● What needs to be done:
Gather every line in the items below that contains the word "dark", and reproduce each such line in full.

(Stored data)

# # # # # # #

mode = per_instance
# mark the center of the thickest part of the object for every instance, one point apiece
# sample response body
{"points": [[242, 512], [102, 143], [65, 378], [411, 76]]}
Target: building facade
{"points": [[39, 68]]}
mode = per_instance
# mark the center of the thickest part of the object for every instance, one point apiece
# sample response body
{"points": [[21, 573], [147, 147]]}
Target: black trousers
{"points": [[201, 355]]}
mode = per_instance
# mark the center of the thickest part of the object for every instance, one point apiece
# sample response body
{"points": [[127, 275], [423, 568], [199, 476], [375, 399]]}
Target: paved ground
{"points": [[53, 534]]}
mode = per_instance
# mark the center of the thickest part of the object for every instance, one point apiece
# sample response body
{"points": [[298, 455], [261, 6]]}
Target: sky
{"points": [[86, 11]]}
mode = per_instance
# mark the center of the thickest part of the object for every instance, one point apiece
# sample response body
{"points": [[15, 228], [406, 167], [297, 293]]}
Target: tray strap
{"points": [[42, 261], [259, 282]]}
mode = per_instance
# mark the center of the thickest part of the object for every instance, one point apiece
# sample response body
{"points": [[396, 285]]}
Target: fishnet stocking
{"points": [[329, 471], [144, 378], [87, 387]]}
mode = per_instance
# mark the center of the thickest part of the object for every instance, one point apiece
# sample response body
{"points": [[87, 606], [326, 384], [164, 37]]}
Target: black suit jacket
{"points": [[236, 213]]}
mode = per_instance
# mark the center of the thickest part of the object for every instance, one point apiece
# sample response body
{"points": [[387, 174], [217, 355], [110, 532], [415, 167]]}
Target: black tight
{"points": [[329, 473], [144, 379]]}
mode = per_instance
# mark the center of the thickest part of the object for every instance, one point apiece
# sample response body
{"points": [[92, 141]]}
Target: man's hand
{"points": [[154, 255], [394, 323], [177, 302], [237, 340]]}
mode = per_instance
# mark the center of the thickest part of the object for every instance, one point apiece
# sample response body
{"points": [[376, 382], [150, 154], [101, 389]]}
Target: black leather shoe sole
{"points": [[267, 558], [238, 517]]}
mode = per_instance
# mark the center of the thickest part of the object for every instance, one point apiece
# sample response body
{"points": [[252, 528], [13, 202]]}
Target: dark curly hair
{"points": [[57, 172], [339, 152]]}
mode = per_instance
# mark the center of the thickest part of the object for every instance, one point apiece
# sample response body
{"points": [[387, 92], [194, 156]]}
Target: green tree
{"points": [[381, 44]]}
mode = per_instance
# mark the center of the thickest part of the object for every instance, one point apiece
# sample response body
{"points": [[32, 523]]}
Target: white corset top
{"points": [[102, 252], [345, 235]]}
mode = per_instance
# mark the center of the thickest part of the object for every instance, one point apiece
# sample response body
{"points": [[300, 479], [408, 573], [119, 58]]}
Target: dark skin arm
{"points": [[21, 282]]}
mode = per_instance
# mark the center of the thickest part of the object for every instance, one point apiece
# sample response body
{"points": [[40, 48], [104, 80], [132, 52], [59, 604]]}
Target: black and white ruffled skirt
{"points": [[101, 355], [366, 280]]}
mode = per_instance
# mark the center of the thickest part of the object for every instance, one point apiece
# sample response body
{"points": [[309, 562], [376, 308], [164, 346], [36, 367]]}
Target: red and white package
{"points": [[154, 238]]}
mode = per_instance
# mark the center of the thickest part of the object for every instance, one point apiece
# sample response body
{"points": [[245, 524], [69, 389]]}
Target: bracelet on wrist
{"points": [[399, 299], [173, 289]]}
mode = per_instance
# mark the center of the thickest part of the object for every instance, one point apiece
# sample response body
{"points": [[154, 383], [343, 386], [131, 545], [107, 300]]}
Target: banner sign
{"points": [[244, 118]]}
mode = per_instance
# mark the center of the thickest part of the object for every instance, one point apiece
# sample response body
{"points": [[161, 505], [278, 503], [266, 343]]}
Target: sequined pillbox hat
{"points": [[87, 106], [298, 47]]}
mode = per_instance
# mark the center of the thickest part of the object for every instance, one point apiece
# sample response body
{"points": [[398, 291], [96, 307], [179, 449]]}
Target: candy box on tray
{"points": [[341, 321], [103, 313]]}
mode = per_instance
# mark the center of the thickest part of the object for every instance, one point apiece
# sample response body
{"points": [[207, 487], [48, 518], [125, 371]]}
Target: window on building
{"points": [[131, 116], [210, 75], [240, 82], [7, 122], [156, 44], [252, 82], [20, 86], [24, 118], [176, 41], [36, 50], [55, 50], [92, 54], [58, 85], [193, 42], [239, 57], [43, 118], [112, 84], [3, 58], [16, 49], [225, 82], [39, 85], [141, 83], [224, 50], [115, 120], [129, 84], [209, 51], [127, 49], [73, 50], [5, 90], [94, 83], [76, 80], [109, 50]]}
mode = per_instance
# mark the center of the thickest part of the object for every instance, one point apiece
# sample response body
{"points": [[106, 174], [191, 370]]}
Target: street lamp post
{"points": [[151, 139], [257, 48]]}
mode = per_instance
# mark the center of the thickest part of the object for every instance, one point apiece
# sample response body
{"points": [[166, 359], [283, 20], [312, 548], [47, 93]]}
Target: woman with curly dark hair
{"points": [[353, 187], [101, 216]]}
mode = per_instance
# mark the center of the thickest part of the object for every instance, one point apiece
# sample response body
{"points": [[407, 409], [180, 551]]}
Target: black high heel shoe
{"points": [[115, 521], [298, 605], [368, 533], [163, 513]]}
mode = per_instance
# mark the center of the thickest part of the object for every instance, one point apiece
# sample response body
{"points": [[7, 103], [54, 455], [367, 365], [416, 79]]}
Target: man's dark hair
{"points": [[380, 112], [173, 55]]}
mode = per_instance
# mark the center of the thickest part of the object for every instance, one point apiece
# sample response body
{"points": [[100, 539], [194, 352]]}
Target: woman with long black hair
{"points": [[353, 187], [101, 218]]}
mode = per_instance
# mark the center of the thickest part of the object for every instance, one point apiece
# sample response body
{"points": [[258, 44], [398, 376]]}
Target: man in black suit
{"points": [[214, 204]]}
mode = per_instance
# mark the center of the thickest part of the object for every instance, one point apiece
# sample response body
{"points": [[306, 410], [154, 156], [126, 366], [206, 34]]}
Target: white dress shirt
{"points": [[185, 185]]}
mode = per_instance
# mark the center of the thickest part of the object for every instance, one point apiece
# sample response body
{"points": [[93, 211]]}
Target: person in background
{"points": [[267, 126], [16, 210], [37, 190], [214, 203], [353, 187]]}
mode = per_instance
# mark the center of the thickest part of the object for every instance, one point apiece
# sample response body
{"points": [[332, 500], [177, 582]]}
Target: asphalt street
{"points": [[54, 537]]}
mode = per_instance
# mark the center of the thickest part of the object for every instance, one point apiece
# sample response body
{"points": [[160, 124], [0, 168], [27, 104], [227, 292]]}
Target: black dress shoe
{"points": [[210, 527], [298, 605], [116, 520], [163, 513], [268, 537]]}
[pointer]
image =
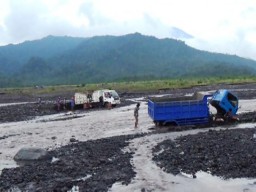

# # # # # # #

● Task solution:
Target: dark curly hair
Target: dark skin arm
Target: woman with curly dark hair
Target: man's dark hair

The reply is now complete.